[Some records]
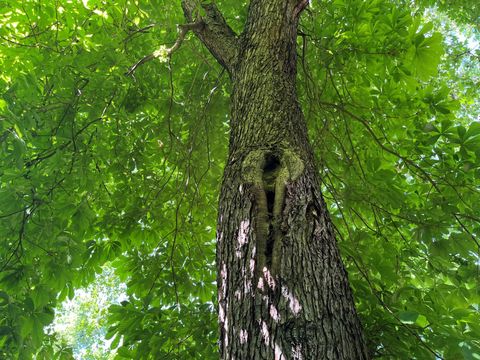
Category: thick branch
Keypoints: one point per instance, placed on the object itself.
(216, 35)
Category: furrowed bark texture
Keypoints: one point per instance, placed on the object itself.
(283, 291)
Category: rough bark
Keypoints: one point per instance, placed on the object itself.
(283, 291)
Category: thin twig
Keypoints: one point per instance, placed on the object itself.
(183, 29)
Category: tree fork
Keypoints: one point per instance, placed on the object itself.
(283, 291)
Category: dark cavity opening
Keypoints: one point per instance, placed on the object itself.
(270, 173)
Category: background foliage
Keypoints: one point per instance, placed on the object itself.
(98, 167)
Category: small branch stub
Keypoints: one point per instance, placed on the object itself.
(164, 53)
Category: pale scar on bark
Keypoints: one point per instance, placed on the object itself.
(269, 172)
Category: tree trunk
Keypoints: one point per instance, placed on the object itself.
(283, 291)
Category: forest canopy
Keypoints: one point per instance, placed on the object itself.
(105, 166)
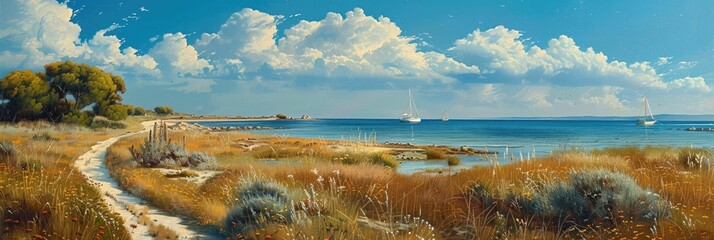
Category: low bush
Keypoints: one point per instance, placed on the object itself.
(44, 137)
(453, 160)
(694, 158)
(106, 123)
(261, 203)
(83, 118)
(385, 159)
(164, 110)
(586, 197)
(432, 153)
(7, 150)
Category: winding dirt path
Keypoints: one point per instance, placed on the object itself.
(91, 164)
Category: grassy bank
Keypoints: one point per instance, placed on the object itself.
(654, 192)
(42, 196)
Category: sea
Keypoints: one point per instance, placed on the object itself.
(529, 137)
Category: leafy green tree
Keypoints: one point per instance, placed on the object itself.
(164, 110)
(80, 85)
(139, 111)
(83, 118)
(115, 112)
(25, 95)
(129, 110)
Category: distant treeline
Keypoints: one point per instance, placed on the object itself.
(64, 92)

...

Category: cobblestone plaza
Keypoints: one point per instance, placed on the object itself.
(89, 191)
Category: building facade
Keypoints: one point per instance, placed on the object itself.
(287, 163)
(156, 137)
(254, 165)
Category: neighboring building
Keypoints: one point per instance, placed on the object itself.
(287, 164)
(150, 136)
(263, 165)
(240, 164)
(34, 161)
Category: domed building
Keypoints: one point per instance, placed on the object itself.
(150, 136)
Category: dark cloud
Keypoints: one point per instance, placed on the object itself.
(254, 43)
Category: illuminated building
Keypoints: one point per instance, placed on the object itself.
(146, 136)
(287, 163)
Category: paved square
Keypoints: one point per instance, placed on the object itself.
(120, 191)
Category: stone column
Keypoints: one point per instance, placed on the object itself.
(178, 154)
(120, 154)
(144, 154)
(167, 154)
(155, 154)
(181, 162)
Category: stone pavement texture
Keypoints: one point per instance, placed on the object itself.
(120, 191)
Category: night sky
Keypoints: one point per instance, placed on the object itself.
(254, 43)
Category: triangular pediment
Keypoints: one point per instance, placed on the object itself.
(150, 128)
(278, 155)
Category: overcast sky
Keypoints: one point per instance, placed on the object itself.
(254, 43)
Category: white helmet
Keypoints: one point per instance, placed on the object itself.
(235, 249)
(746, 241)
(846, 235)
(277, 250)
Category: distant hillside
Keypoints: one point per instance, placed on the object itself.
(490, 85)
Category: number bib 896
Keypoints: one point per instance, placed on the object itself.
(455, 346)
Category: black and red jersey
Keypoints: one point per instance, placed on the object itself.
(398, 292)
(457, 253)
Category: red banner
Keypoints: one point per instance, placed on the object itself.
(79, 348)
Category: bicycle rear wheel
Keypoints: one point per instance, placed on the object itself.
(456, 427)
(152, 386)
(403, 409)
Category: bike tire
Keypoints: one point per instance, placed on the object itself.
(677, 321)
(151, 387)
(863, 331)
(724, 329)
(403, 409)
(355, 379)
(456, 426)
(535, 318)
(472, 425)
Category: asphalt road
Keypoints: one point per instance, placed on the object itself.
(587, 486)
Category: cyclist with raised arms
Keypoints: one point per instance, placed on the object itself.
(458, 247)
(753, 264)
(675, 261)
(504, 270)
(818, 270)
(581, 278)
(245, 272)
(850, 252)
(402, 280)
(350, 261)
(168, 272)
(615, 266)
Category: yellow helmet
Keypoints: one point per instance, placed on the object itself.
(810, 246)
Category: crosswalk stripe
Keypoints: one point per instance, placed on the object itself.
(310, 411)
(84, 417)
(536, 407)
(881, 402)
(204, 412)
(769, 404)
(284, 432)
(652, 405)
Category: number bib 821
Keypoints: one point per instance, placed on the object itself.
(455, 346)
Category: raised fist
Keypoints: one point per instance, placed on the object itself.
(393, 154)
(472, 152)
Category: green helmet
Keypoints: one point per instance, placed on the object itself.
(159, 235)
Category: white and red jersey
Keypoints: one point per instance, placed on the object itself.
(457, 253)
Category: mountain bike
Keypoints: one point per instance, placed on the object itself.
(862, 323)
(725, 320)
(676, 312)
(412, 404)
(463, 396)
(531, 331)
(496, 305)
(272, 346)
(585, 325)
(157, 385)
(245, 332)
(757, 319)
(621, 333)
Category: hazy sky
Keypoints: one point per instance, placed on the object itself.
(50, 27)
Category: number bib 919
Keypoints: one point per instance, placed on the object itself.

--

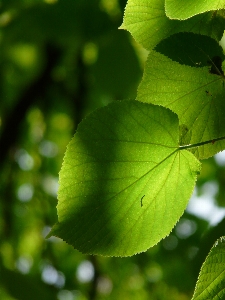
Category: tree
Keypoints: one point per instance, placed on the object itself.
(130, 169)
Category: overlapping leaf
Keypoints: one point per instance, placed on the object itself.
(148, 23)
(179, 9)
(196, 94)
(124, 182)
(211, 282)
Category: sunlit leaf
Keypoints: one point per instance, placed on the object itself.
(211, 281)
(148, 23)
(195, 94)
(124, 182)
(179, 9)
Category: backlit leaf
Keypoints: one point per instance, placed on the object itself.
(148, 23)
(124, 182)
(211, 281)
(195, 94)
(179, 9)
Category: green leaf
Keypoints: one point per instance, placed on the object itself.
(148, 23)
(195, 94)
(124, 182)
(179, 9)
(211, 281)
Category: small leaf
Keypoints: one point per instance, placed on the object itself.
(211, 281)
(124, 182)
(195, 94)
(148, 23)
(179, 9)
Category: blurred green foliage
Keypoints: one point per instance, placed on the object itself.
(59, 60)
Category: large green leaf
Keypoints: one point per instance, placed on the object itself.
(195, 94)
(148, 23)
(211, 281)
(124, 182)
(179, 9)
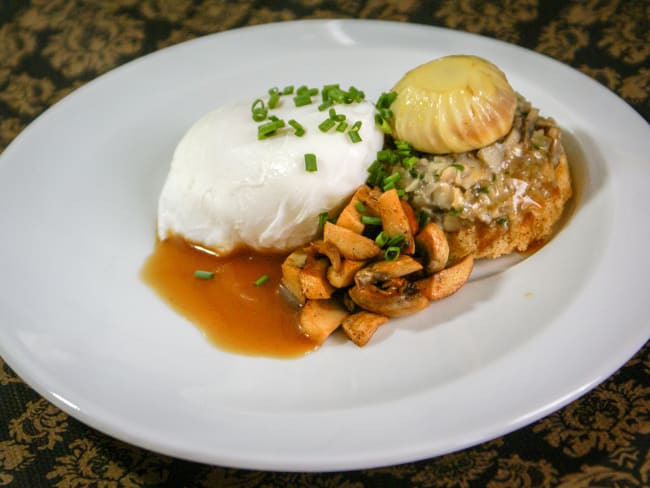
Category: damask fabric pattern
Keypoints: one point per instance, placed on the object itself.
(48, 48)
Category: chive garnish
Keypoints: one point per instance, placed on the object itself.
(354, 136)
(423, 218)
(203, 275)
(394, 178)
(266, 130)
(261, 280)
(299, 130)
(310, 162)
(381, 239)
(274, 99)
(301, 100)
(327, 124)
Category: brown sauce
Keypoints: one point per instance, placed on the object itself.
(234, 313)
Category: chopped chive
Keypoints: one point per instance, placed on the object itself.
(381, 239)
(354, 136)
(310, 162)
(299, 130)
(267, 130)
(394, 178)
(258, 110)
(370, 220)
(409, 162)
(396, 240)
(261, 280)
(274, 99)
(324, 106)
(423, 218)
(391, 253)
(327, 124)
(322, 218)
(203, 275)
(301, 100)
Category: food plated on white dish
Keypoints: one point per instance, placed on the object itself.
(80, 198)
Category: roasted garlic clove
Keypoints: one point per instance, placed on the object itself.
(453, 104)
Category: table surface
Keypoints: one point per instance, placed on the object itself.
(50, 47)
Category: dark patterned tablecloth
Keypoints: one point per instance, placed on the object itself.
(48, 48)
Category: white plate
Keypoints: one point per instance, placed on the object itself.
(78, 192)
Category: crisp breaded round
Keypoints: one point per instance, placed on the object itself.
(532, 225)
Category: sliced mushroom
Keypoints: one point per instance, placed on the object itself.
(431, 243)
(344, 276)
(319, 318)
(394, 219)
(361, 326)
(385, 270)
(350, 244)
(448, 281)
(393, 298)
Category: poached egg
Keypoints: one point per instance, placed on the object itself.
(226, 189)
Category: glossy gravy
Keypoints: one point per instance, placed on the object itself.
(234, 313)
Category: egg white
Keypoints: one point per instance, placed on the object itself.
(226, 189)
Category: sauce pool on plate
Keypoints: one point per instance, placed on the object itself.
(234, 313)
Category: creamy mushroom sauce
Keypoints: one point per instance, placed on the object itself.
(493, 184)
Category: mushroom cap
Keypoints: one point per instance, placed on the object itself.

**Directions**. Pull out every line of the data above that contains the word "branch". Case counts.

**Task answer**.
Category: thick branch
Category: small branch stub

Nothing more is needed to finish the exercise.